=== Data ===
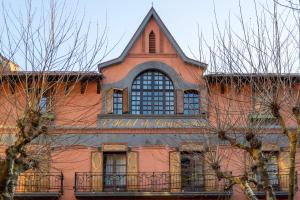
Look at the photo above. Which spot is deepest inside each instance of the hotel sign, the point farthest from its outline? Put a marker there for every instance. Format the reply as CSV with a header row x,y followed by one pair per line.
x,y
150,122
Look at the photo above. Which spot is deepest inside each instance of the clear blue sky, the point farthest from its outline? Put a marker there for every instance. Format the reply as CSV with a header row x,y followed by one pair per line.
x,y
180,16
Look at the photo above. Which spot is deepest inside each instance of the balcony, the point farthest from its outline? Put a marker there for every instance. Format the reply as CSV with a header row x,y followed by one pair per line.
x,y
39,186
149,185
280,186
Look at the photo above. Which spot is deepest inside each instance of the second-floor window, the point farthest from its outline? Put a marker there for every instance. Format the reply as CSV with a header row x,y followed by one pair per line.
x,y
114,171
152,93
117,98
191,102
272,169
192,166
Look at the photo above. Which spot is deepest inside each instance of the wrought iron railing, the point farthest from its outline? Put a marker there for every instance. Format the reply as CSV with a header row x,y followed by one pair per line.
x,y
148,182
40,182
280,182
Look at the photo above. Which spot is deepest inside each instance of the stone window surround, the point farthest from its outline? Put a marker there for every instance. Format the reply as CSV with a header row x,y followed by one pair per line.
x,y
126,82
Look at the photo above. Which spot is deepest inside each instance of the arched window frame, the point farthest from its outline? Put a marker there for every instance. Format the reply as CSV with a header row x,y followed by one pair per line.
x,y
191,105
152,93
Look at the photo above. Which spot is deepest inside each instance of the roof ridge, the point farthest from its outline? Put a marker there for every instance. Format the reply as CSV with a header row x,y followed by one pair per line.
x,y
152,13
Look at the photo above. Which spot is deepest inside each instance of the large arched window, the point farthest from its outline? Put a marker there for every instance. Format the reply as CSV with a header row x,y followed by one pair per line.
x,y
152,93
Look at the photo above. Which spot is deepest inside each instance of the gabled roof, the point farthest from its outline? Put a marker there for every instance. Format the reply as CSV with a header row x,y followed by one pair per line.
x,y
152,13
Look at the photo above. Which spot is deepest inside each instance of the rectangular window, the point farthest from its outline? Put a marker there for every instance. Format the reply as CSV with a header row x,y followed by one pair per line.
x,y
118,102
191,103
272,169
43,104
114,171
192,165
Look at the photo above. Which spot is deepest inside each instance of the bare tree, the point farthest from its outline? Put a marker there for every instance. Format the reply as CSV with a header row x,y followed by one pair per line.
x,y
47,46
254,91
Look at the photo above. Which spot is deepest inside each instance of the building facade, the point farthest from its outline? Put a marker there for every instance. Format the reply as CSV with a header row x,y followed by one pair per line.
x,y
141,131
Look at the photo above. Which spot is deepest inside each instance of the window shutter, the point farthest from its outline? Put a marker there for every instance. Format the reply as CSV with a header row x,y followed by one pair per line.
x,y
96,165
37,181
125,105
203,101
210,177
132,169
109,101
175,170
179,101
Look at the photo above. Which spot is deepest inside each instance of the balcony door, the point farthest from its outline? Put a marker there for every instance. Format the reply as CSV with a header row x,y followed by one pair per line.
x,y
114,171
192,164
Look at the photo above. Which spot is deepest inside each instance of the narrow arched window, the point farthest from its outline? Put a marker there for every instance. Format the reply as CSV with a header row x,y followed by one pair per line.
x,y
152,93
152,48
191,102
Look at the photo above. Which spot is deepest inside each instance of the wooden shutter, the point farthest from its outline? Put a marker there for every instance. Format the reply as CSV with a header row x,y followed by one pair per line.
x,y
37,180
132,169
203,101
175,170
179,101
109,101
97,175
210,178
125,100
283,167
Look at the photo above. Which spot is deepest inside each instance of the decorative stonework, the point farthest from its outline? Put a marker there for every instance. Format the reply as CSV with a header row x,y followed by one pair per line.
x,y
137,121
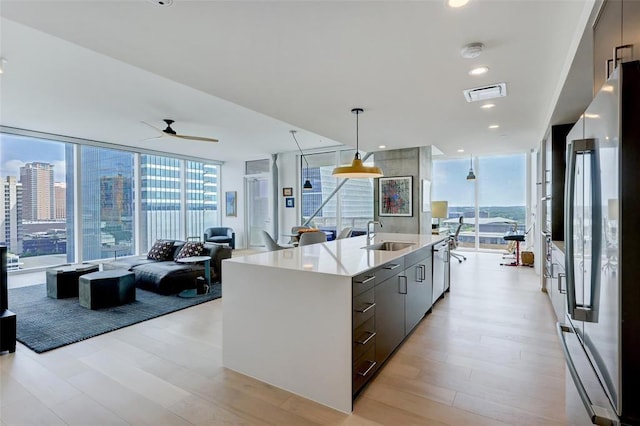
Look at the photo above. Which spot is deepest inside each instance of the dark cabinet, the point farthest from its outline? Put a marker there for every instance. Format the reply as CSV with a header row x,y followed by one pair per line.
x,y
419,290
388,302
389,315
554,170
618,24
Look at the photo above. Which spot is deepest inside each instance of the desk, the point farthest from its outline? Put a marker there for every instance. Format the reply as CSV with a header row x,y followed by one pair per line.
x,y
207,274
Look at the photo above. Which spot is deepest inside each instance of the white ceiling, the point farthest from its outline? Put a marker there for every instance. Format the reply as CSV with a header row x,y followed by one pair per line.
x,y
248,72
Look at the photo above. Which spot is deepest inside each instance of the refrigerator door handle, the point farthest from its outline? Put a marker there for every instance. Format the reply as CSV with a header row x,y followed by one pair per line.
x,y
598,415
587,312
569,193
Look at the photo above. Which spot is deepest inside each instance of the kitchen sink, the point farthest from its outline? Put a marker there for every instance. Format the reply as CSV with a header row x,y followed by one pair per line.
x,y
388,246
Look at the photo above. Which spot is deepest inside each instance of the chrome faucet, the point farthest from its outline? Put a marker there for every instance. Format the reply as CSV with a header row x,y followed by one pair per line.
x,y
370,234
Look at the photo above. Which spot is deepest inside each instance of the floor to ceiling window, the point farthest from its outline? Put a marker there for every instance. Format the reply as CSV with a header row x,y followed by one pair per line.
x,y
201,197
450,185
33,206
65,200
107,185
491,205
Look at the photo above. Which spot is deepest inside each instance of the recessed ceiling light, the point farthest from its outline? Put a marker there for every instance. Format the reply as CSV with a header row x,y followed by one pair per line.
x,y
162,3
471,50
457,3
479,71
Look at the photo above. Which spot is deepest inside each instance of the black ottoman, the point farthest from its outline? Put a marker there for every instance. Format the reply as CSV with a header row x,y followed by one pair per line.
x,y
107,288
62,282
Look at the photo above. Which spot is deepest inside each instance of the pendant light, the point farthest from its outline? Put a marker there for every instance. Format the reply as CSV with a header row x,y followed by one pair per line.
x,y
307,183
471,175
357,169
===
The expected output is each record, copied exactly, and nothing in place of the pictures.

• Answer to this problem:
Look at the photo above. Which spot is deepest inside each instance of the hotel sign, the point farthest from its outline? Put a marker there for every instance. Format the reply as CSV with a header row x,y followed by one pair per line.
x,y
150,122
Look at the photo above. Which spot is deepest inside each instance of the clear blue sky, the point farthest from its outline? Put a marker there for every instance. Format the reply as CSV with a header row x,y followed by one pair per line.
x,y
180,16
Look at the photo above. Which spot is deepest inside each instance of the balcony, the point farthest from its outline? Put a marker there for every instance. Format the reply as CSV with a header row x,y followed by one pair per line.
x,y
39,186
149,185
280,186
Look at the photo above. Which spot is deepest inside each instance of the second-floor window, the point farthest from its outline? Put a marker there for every instance. Format the reply as CSV with a header row x,y followed by one pair per line.
x,y
114,171
152,93
117,98
191,102
272,169
192,166
Look at the photo above. Which spot is deepest inside each instance of the wrought iron railing, the point farthest from its outline? Put a marker there for every instance. Format the reply as CSV with a header row x,y followed by one pair per line.
x,y
148,182
40,182
280,182
Look at the photo above. Which spot is deepest inside each instance of the stone window surround, the point farthest from its outline? Put a marker there for every instance. Format the reply as CSV with a header row x,y followed by one pair per line.
x,y
126,82
Look at the photo above. Which spot is deepest inside each instance of the arched window frame, the point farthest from its outline? Put a marker there for every instance. Format the reply as CSV with a header row x,y followed by one pair per line.
x,y
191,105
152,93
Look at the photo above. Which spot is deepest inside each instance of the roof ridge, the point farthest from its outline? Put a marker there for every instance. Format the reply as CSV with a header row x,y followed by one pair per line.
x,y
152,13
Look at the photo above. Which spot is deepest inside each instance of the large arched window, the point farthest from its outline? Put a marker there for every instance. Format the reply as CSV with a header row x,y followed by one pair per line.
x,y
152,93
Look at the photo above. Which spot is deepest inside each instance of the gabled roof, the point farthest from its outline? Put a marker there for every instance. Format the reply as CSV with a header row x,y followed by one pair per line.
x,y
152,13
Look at the photo above. Which spot is deepest inside each instance of the rectangular window, the point farthest from its outline? Put a marker there for every instance. Format the reply as CSV with a header row x,y followed by one pair per line.
x,y
118,102
191,103
272,169
43,104
114,171
192,165
Look at the photo above. Which spot is deepest inside each instance of the bare tree, the point farthest from its outline? Put a marker there for every instance. Format the reply as CSV with a header row x,y followed by one pair per line.
x,y
47,46
254,91
Look at the photo above. Which spot is deepest inside each instance of the building facade, the point farthest from its outline? Put a marker there for every instance. Format the reply as CSV with a header row x,y followed by one pair per line.
x,y
141,131
Look at the photo above. Which spot is deepest inside each instance of the window shutter, the point farthest from its outline? Put a marker there for every instance. Format the reply as CSV with a header row x,y followed by one pair per line.
x,y
96,165
37,181
125,105
203,101
210,177
132,169
109,101
175,170
179,101
Look at the photo above. Which spot is deepest inside each instance of the balcony door, the point farthest from its outline? Put a marker there for every instance. Format the reply as CSV with a header row x,y followed by one pair per line.
x,y
114,171
192,164
Look at the photo above. Which spot is deepest inside each instance of the narrow arched window, the point farthest from its outline? Put a marker there for every instance. Format the reply as CSV with a header row x,y followed by one pair per line.
x,y
152,93
152,48
191,102
Look at the photo above. Which spot is deepest inside each instance of the wooden shutter, the point farthest from its outline? Put a marker there for every instance. Format the reply as CSV with a header row x,y followed by one pair per line.
x,y
37,180
132,169
203,101
175,170
179,101
109,101
97,175
210,178
125,100
283,167
Look at the photo above. Which spot is deepest inside each instance of the decorative stonework, the point farthest from its outline? Put a marker there for every instance. Format the reply as CSV with a header row x,y followed by one pair per line.
x,y
137,121
Look at the photo above. Which spot is deepest inside each instance of the dark cabinet, the point farthest from its outline? Put a marker there for every instance. Format the reply as CSV with a header row x,y followed by one pair per line.
x,y
419,290
388,302
389,315
554,170
618,24
Look at the photo above. Which spot is deepest inside each instance of the desk, the point farthest from its outline? Put a marker there for every instance. Format the reply as CSV with a header row x,y followed by one pair per line.
x,y
207,274
Look at the photo above. Which spot is deepest inside each instance of the white ceiling, the point farthest from its outline? Put a marker there for every instance. Format the reply as CSV with a header row x,y followed by one pair per line.
x,y
248,72
Look at the photo above. Which spot is deepest inside each instance of the refrigerator door handle, the point farthest from its outline? Put a marker there for every instance. Format the reply as CSV with a header row x,y followed by one pair per line.
x,y
598,415
587,312
569,193
Look at the photo above. Which spot is deepest inside each instance of the kitchen sink, the point farthest from its outline? Put a marker there for every instance. Format the reply as CSV with a header row x,y followed by one pair per line.
x,y
388,246
Look at the photo above. Which spot is deepest inside each instance of the chrome faucet, the point farthest from its outline? Put a marker there for every instance. Format the reply as CSV with a header row x,y followed by one pair per line.
x,y
370,234
Look at the photo above. Which spot is deepest inside each instance of the floor to ceiling window, the point farthest from its outline? Put a marker there for every instance. Format the reply as CSV with a header row x,y followed by one pair per line.
x,y
201,197
450,185
33,206
65,200
107,185
491,205
Look at the photo above. Which spot is deepest inside each instance of the recessed ceiling light, the point farthest from its outline? Put a marker there for every instance. Format the reply as CSV with a header row x,y followed by one pair per line.
x,y
162,3
471,50
457,3
479,71
Look at the photo above. Which spot is deepest inside each instance of the black ottoman, the point farthest from its outline? Put a marker there for every instance. Format the reply as CSV with a header row x,y followed by one pair per line.
x,y
107,288
62,282
Look at the photo above. Which spot is deepest inside each instance of the pendant light, the point farthest from its outline? Put a marker there for every instance. Format the reply as CSV with a header row x,y followed by one pair per line.
x,y
307,183
471,175
357,169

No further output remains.